## [Work to complete]
• 1. In the article about Trump's campaign against Biden, what nickname has Biden been given among Trump's epithets?
• 2. Please repeat word for word the part of the article about Trump's campaign against Biden starting at "President Trump now" and ending at "that with it.".

President Trump now knows who his general election opponent will be and, to hear his campaign and its allies tell it, it’s a Democrat who is just not that with it.
The Trump War Room video mashups are dominated by montages of former Vice President Joe Biden, the presumptive Democratic nominee, stumbling and fumbling his way through speeches and debate responses. Interspersed throughout the greatest hits — “Make sure you have the record player on at night,” odd references to primary opponents Bernie Sanders and Cory Booker as “president,” failing to correctly identify his current location, such as when he mistook New Hampshire for Vermont — are Democrats and liberal pundits expressing concern on camera. One of the videos, “You Just Wonder,” takes its title from a Booker quote: “There are definitely moments where you listen to Joe Biden and you just wonder.”
Trump hasn’t hesitated to play on these fears.”I don’t know why President Obama hasn’t supported Joe Biden a long time ago. There’s something he feels is wrong,” Trump said on Wednesday, musing about his predecessor’s neutrality during the competitive phase of the Democratic primaries on the day Sanders suspended his campaign. “He knows something that you don’t know, that I think I know.” Some Trump surrogates and media supporters have gone so far as to suggest Biden is suffering from dementia.
Long gaffe-prone, at 77, Biden’s frequent verbal slips, now believed by some to be worse than ever, are cited to raise questions about his mental acuity and whether he still has the stamina for the rigors of a campaign, much less the presidency. If he wins in November, weeks away from his 78th birthday, he will be older entering the White House than Ronald Reagan was leaving it. Before Trump, Reagan was the oldest man ever elected president. “As a smart friend said last night, ‘Joe Biden has spent his entire life trying to succeed in presidential politics,’” quipped Fox News’ Tucker Carlson, “’and now he has. Too bad he’s not there to enjoy it.’”
Yet it is a risky strategy for Trump, who at 72 is no spring chicken himself and whose attacks on Biden could be seen as mean-spirited. “I do worry about Joe,” confessed one Democratic consultant. “But Trump running on this is like the pot calling the kettle black.” At the same time, the country is in the midst of a pandemic, and these issues could at the very least neutralize criticisms of Trump’s own age and verbal miscues. “I am a young, vibrant man,” the president boasted last year. “I look at Joe, I don’t know about him.”
“Everybody likes Joe,” said Republican strategist John Feehery. “The question is: Is he mentally vibrant enough at his advanced age to lead the country? It’s a valid question given his uneven responses to this crisis.”
Trump argues that Biden will be a doddering figurehead while younger Bernie Bros will really be in charge. “They are going to put him in a home and other people are going to be running the country,” Trump said at a North Carolina rally. Speaking at the Conservative Political Action Conference, Trump said it didn’t matter that Biden was less left-wing than Sanders: “Joe is not going to be running the government, he’s just going to be sitting in a home someplace and people are going to be running it for him, and they will be radical-left socialists.”
“Frankly, it would be criminal if Trump didn’t go after Biden’s mental state, particularly given the recent reams of video footage that suggest the former vice president might not be all there,” said Republican strategist Ford O’Connell. “Often in interviews and on the stump, Biden has shown signs of forgetfulness and of cognitive decline. There is no question that he has lost a few steps since being vice president. Let’s remember, Biden wants to be president of the United States, one of the most demanding jobs in the entire world.”
Already, “Sleepy Joe” has entered the pantheon of Trump nicknames alongside Crooked Hillary, Low Energy Jeb, Lyin’ Ted Cruz, and Little Marco Rubio. These epithets helped define Trump’s opponents, and operatives close to the president’s campaign say the focus on Biden’s vitality is no accident. “With Hillary, the Trump campaign was throwing everything at the proverbial wall to see what would stick,” said one. “Trump world has been kicking this idea around since the early days of his reelection campaign. So their strategy on this subject is well thought out.”
Biden is currently leading Trump in all the national polls. He dispatched his Democratic rivals early, although rumors he will somehow be replaced at the convention persist, while Trump is struggling through the coronavirus and its economic fallout. But the campaign has only just begun in earnest.

Stored items:
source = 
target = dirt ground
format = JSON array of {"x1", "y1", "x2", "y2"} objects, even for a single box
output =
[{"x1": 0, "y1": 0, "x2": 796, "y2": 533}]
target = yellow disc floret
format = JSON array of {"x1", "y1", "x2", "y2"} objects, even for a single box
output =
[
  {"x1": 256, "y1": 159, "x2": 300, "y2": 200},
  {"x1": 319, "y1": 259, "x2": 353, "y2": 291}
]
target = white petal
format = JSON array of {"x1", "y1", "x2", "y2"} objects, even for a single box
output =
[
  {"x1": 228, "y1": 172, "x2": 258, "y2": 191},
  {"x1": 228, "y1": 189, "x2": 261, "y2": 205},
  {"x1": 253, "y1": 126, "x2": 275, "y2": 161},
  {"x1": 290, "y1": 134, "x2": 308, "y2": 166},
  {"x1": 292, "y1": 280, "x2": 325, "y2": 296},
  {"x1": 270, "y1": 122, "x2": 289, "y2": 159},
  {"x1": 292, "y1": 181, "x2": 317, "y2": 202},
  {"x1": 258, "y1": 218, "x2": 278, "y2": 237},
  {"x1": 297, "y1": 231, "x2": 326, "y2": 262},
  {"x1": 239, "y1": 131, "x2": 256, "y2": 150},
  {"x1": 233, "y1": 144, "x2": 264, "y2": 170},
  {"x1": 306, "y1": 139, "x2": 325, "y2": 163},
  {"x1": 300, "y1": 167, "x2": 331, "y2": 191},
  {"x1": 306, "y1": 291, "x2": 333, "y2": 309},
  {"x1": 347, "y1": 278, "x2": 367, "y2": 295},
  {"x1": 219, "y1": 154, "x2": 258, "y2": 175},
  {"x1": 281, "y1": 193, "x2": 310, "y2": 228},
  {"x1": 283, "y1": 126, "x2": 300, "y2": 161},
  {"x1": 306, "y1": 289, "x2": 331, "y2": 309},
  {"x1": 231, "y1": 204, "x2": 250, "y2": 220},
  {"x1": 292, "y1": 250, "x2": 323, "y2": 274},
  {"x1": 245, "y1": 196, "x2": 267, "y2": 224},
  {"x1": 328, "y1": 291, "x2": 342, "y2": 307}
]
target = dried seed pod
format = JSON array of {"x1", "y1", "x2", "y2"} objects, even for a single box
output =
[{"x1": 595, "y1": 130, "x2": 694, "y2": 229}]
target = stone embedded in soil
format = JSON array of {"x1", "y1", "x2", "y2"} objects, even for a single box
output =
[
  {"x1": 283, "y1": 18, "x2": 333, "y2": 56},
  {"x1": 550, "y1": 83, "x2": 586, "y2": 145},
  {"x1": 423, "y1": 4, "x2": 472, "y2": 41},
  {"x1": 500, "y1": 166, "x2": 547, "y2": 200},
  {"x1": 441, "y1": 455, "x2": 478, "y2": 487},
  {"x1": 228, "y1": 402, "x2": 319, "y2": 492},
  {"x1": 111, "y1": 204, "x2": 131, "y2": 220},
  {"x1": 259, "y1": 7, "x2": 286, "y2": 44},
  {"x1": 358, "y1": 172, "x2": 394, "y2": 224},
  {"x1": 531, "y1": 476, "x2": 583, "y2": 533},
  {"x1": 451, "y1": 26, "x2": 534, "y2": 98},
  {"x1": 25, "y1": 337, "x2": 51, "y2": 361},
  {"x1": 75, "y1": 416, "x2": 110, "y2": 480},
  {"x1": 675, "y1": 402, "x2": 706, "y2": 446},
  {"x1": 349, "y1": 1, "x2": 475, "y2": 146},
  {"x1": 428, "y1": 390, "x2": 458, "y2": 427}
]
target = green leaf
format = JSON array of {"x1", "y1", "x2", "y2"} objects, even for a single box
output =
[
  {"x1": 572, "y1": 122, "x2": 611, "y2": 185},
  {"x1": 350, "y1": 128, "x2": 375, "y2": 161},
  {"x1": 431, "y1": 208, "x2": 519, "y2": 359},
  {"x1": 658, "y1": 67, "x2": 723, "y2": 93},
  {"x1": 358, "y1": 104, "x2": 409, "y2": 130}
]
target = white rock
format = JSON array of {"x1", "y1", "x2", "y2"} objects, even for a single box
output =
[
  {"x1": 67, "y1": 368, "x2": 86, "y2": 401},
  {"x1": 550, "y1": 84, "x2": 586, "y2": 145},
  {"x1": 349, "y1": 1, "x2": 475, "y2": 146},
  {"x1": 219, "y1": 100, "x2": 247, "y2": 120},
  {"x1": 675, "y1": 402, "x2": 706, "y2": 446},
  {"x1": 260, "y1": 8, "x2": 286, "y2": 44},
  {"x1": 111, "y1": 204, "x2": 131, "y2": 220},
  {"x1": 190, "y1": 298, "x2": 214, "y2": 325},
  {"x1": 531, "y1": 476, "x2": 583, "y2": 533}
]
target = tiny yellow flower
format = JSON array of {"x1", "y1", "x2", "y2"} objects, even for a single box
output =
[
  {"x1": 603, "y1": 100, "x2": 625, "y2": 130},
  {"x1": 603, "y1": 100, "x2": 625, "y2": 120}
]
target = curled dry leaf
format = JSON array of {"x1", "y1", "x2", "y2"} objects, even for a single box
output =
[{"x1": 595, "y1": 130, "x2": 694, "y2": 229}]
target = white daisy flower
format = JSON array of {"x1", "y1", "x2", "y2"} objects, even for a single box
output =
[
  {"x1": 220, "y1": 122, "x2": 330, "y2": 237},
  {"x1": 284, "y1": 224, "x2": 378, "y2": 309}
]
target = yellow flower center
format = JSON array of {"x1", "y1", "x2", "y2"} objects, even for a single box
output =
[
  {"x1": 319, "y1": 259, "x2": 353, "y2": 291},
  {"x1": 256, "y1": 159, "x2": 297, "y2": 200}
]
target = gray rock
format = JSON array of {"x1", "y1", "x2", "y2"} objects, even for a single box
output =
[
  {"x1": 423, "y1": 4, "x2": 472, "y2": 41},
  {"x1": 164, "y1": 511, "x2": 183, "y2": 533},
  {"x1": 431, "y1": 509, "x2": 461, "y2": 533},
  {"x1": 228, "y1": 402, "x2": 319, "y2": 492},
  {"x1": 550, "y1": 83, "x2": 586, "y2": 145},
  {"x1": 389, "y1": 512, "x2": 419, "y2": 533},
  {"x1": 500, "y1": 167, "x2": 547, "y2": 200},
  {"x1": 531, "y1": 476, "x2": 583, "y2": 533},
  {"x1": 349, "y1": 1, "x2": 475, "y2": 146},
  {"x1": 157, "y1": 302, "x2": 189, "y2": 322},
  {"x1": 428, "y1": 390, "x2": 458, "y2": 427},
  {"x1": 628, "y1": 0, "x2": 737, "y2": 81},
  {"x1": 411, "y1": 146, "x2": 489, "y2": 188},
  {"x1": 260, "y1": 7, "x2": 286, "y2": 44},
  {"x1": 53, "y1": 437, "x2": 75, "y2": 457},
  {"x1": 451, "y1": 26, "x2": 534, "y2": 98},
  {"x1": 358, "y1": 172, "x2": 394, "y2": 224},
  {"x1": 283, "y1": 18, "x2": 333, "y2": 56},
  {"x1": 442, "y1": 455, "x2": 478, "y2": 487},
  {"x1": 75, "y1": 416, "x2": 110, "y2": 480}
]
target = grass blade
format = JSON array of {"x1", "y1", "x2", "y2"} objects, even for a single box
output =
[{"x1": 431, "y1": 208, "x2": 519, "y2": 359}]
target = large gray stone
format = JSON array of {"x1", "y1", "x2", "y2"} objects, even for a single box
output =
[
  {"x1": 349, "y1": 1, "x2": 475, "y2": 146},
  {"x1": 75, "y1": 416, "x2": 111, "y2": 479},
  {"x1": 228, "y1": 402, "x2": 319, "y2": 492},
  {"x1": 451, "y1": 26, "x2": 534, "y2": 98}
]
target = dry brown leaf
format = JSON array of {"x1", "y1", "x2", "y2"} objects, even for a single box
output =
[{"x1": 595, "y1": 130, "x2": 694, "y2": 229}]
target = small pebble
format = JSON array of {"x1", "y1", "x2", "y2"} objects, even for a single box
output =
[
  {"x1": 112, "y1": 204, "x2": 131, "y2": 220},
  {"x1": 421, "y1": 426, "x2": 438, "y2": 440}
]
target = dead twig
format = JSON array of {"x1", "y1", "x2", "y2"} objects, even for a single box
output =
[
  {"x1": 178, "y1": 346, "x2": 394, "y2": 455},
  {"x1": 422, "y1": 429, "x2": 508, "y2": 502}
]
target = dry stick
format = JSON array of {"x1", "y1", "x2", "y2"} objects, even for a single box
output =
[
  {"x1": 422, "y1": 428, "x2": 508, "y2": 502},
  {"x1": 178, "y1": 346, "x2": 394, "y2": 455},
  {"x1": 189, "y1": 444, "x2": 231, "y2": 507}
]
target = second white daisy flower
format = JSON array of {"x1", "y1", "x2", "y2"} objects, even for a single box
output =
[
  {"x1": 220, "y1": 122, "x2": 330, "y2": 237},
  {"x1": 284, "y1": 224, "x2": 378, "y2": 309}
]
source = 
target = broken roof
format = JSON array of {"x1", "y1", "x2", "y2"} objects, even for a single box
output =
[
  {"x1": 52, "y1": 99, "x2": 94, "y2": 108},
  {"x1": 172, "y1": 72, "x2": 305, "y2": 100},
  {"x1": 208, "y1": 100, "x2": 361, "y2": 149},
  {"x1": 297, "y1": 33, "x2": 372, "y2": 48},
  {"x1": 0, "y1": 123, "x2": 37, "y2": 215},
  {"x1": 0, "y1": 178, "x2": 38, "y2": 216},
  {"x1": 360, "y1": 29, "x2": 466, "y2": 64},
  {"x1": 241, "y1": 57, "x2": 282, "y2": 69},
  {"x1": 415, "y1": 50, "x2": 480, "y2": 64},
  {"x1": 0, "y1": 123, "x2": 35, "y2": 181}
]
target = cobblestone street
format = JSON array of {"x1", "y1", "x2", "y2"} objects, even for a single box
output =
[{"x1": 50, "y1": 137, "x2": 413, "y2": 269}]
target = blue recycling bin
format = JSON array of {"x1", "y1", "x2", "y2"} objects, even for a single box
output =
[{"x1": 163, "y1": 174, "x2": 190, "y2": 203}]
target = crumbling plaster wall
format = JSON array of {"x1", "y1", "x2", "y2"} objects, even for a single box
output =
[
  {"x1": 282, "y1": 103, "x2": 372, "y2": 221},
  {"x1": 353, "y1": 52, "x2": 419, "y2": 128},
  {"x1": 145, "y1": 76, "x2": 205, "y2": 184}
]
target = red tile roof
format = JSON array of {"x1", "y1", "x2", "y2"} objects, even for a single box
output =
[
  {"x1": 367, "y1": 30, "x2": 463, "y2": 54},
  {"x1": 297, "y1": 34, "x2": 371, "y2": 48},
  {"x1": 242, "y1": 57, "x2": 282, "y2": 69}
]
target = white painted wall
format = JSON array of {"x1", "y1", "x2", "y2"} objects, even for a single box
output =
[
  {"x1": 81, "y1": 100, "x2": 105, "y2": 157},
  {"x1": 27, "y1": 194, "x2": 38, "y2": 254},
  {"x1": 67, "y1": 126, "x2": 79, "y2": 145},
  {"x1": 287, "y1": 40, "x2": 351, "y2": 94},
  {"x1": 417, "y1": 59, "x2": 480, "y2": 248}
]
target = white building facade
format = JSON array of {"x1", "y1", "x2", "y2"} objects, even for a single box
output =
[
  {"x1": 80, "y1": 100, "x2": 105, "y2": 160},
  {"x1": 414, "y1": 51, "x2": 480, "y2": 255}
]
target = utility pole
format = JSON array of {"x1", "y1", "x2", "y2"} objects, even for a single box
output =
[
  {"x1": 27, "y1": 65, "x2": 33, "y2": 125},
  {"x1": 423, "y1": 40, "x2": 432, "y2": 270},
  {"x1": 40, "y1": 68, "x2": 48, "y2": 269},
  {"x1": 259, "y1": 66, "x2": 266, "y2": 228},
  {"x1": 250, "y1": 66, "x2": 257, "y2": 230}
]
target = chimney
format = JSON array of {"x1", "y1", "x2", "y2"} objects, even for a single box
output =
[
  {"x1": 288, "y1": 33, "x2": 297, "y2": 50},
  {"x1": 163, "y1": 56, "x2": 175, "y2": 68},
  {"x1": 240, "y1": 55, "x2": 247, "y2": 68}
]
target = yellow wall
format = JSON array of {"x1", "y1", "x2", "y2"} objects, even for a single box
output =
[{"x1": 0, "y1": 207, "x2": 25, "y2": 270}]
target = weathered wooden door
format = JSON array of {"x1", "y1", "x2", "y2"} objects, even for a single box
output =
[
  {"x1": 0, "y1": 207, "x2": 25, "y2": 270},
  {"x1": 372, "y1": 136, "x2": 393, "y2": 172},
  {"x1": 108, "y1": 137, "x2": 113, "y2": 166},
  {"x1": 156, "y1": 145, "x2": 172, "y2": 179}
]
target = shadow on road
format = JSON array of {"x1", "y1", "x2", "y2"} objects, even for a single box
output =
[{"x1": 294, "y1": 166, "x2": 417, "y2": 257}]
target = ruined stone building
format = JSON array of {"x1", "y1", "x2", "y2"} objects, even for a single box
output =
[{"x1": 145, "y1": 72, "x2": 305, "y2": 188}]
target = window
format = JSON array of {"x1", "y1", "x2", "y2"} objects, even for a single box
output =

## [List of solutions]
• 1. "Sleepy Joe."

• 2.
President Trump now knows who his general election opponent will be and, to hear his campaign and its allies tell it, it’s a Democrat who is just not that with it.